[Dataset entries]
- - -
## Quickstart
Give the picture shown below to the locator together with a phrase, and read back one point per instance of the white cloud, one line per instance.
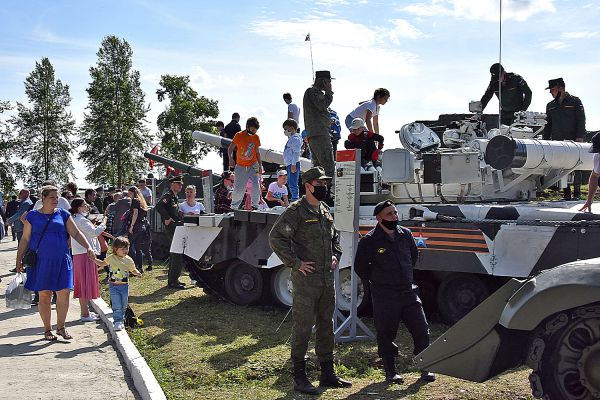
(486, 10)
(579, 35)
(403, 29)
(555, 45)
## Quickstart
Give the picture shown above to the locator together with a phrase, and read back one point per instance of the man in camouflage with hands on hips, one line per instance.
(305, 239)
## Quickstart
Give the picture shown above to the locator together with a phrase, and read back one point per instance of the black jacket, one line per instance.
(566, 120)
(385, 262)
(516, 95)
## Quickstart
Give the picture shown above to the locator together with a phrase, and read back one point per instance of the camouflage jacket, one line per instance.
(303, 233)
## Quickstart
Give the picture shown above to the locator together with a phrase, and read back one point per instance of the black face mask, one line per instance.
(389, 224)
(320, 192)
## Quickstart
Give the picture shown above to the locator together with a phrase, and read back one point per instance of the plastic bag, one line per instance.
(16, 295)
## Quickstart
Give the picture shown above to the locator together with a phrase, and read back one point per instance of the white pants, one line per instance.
- - -
Once you reach the line that contains "hips, one line per instance.", print it and every line after it exactly as written, stopping at the last line of the records and adding nothing.

Give the picture shown above to the locator together with a phrase, and read back one point per instance of the man in camouflage with hands on hips, one line per instance.
(305, 239)
## Quickstart
Give the picture shown above to the locator together with a phrase, and read back one point per instance of the black jacket, one line per instance.
(566, 120)
(385, 262)
(516, 95)
## Quickstart
Give the picture shown above to the locator together with a phrase, and read back one point per instance of the camouflage jacket, one line per instance.
(303, 233)
## Quickstart
Give the picture shown above to the locator together with a phrase, and read back one point per instance of the black face mask, one line per instance.
(389, 224)
(320, 192)
## Quickstart
Give the picture shown above to the locator together with a phrase, and read back one point per instance of the plastic bag, one line per instance.
(16, 295)
## Quickstart
Give the picture shown above to the locator together with a phrase, and read back one point per instance of the white pants, one line per instance.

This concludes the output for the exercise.